Start TEXT EXTRACT
Moving up from its eleventh-place ranking last year, Toyota has made a significant jump to reach the top spot for 2011, earning a points rating of 64.19. But it’s the company nipping at Toyota’s heels that has really made a quantum jump. Climbing up the green ladder from 90th place in 2010, 3M takes out second spot in the 2011 list with a points rating of 63.33. Siemens takes out third place with 63.08, Johnson & Johnson fourth with 59.41 and HP rounds out the top five with 59.06.

Adidas, which is busy trying to put a stop to the cheap supply of All Blacks jersey’s from the US, ranks 23rd on the list in spite of groups like Oxfam accusing the company of paying some of its factory workers in Asia as little as 60 cents per hour. The company is listed on both the FTSE4Good Index and the Dow Jones Sustainability Index.

According to the report, the strongest green brands consistently differentiate themselves and engage in green activities that consumers find relevant, as well as implement profitable green practices across their organisation, from setting and executing environmental programs to effectively measuring and reporting their performance to the public.

“As corporate citizenship increasingly becomes the norm, green initiatives may be among the most visible and easiest to claim and yet, can be the most challenging to deliver performance against,” says Jez Frampton, global chief executive at Interbrand. “We believe the strongest green brands lie at the intersection of performance and perception: their ability to build stronger connections with consumers as a result of actionable and credible environmental practices.”

A number of brands, including L’Oréal, Nokia, and HSBC, all scored significantly higher in performance than perception.

L’Oréal for example has a gap of 22.68. According to the report, L’Oréal should focus on communicating its strong performance beyond just its stakeholders – particularly its efficient energy and water consumption and emphasis on fair trade. Similarly, Nokia could be using its green activities to create meaningful connections with customers, as it continues to struggle with finding relevance in an increasingly competitive market. HSBC, which has no green branding to rally its efforts in climate change despite its good work in the area, could focus on the same.

On the flip side, consumers seemed to hold in high environmental esteem brands like McDonald’s, GE, and Coca-Cola, in spite of the fact their actual performance isn’t that great. The big gap in perception and performance for these brands, which are closer to the top of Interbrand’s Best Global Brands list, suggests these brands enjoy the positive impact of being a well-known, powerful brand, with green perception matching general perception overall.

And it seems even using the colour green is enough to convince some naïve consumers. The study suggests that McDonald’s use of the colour green has given consumers the perception that it is focusing more on environmental sustainability than reality.

Elsewhere, the automotive industry and electronics category lead the way not only in their ability to implement sustainable practices across their organisation, but also in their ability to communicate their efforts effectively to the public.
End TEXT EXTRACT
Start DATASET EXTRACT
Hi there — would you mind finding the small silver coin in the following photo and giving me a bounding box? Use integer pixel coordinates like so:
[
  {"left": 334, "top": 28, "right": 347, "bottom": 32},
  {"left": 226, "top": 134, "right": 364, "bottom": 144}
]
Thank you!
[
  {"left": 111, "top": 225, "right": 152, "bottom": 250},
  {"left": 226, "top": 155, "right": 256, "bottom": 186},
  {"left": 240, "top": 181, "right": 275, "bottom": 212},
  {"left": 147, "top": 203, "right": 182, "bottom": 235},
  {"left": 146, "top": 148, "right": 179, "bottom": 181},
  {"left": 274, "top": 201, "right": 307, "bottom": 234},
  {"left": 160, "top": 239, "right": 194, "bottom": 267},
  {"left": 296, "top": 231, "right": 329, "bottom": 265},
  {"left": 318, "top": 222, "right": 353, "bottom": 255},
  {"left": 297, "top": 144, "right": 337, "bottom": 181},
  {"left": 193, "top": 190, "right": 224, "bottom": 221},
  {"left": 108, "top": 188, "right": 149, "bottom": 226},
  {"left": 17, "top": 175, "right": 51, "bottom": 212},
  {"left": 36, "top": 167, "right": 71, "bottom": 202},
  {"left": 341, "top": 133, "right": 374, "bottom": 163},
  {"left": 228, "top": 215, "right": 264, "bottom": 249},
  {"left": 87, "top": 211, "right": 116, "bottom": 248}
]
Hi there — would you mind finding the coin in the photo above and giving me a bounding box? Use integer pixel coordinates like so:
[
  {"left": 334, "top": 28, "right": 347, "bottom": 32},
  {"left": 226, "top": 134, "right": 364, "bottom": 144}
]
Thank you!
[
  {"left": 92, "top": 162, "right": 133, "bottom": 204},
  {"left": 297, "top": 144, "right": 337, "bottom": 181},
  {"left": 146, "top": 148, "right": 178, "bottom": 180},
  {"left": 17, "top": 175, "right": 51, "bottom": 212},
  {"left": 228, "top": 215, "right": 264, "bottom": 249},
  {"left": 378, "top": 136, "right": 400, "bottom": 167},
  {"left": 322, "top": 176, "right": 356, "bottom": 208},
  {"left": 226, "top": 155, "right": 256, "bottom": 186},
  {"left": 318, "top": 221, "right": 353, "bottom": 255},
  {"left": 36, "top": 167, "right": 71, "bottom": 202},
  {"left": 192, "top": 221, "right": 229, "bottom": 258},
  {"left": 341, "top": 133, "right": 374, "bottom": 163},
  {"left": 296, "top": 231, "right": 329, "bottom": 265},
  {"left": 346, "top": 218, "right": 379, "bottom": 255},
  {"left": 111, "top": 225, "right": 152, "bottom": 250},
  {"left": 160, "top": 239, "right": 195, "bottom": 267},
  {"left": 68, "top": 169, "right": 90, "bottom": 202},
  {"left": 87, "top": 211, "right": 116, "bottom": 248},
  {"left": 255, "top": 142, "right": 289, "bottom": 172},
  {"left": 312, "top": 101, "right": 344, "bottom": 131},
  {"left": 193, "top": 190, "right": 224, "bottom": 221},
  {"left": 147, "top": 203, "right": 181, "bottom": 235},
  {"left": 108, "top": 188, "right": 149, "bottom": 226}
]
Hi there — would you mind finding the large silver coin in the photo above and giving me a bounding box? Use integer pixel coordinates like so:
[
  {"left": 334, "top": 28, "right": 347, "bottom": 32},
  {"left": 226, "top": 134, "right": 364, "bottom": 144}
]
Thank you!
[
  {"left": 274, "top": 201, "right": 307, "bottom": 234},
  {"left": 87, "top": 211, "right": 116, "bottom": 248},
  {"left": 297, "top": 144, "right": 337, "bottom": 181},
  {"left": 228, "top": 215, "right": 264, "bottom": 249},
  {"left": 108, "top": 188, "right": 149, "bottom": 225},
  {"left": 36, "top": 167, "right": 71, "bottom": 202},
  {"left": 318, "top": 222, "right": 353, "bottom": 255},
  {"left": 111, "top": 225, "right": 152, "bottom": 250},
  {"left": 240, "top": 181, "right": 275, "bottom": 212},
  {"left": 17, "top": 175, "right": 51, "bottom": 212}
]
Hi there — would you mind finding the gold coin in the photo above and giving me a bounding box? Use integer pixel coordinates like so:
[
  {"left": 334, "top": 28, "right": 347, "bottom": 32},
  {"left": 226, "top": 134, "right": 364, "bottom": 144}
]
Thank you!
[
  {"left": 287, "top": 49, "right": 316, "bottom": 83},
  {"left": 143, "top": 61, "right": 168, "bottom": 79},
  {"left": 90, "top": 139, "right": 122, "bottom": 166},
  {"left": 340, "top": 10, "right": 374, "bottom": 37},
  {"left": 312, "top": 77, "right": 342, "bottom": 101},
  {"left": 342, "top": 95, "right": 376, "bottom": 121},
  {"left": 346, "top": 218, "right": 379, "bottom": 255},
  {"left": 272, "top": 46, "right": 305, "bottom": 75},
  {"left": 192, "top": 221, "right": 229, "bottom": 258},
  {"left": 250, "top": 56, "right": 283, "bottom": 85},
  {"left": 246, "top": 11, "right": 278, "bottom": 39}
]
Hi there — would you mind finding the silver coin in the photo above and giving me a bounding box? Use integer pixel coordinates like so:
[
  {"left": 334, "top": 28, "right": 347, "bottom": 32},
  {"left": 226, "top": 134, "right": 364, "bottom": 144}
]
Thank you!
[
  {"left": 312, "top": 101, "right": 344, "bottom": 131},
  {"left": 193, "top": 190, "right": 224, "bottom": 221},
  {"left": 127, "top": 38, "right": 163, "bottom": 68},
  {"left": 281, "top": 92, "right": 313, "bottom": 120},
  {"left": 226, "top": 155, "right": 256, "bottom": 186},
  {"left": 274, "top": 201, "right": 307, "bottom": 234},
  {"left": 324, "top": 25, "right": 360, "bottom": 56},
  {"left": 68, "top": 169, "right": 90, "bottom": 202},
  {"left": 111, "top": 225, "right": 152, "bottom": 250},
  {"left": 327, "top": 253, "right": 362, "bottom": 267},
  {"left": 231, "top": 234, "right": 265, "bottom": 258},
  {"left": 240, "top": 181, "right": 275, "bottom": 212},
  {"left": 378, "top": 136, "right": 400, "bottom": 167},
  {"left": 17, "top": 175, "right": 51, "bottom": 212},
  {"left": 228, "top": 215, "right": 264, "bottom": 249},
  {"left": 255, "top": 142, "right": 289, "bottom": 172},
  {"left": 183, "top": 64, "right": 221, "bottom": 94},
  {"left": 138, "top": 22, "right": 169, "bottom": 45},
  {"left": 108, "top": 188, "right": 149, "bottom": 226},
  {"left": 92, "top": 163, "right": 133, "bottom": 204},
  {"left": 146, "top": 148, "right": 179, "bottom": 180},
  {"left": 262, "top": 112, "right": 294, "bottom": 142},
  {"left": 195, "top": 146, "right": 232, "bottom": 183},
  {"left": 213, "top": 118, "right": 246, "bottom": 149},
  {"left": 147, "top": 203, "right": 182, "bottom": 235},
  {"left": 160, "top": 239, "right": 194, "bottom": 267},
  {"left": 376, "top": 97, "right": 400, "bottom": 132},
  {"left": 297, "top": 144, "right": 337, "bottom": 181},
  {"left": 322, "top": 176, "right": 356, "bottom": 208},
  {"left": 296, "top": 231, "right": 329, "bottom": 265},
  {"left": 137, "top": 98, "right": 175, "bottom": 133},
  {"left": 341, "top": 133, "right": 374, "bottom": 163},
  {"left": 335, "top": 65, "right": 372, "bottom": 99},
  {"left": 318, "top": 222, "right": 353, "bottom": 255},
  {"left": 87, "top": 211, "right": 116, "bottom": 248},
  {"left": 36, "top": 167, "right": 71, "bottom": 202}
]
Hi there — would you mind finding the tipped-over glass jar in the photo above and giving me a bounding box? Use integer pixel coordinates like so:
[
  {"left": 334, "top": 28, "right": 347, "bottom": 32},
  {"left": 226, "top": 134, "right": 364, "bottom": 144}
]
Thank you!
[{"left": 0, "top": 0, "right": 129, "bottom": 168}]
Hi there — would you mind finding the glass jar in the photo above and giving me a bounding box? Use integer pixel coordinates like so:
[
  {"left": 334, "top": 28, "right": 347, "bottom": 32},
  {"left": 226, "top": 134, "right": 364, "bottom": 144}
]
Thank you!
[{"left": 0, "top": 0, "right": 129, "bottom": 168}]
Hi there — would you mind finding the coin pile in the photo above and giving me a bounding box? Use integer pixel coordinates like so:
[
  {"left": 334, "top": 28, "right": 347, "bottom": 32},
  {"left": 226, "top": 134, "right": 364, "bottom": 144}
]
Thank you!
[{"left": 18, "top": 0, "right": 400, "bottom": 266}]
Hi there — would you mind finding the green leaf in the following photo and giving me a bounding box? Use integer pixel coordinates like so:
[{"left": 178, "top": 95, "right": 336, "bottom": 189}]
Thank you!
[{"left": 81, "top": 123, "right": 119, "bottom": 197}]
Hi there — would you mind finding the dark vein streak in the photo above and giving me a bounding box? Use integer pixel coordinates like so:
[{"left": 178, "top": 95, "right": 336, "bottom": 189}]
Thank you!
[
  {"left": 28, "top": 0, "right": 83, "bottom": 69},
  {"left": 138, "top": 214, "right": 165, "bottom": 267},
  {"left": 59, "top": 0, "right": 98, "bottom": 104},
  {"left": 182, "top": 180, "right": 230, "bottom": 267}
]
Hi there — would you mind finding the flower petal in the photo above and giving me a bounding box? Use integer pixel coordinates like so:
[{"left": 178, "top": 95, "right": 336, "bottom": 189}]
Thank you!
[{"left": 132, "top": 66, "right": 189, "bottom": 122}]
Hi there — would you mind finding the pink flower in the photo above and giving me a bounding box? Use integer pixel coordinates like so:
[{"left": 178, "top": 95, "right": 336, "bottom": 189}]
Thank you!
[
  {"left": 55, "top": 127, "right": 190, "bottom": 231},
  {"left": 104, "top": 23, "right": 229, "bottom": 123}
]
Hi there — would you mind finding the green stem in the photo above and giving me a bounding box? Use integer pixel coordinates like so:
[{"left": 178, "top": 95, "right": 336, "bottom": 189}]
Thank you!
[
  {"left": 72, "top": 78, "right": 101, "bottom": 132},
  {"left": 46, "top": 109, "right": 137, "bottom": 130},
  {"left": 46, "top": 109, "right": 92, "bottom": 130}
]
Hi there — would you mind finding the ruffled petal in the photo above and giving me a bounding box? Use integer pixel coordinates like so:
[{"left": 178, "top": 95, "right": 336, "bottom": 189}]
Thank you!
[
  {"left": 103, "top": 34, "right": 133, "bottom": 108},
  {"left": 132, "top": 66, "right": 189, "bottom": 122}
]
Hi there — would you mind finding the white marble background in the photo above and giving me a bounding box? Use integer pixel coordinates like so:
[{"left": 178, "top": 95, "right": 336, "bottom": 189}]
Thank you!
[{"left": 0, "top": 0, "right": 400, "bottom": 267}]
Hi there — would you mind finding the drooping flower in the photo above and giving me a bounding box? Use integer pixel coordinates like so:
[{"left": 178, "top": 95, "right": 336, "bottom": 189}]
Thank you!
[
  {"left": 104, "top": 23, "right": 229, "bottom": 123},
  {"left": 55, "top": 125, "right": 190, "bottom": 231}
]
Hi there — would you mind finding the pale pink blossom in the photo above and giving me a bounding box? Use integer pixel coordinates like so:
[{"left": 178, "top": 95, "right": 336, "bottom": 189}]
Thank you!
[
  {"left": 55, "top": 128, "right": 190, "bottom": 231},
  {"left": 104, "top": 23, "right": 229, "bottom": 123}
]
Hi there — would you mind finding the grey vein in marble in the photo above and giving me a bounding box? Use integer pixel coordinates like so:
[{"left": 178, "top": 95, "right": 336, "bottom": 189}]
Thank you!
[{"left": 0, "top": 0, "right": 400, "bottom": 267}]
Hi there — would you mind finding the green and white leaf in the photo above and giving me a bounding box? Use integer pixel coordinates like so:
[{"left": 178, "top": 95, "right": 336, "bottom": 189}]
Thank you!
End DATASET EXTRACT
**JOB:** Please write out a passage from the green brands article word for word, starting at the words "Adidas, which is" and ending after "performance to the public.". The records were drawn from a separate source.

**FINAL ANSWER:**
Adidas, which is busy trying to put a stop to the cheap supply of All Blacks jersey’s from the US, ranks 23rd on the list in spite of groups like Oxfam accusing the company of paying some of its factory workers in Asia as little as 60 cents per hour. The company is listed on both the FTSE4Good Index and the Dow Jones Sustainability Index.

According to the report, the strongest green brands consistently differentiate themselves and engage in green activities that consumers find relevant, as well as implement profitable green practices across their organisation, from setting and executing environmental programs to effectively measuring and reporting their performance to the public.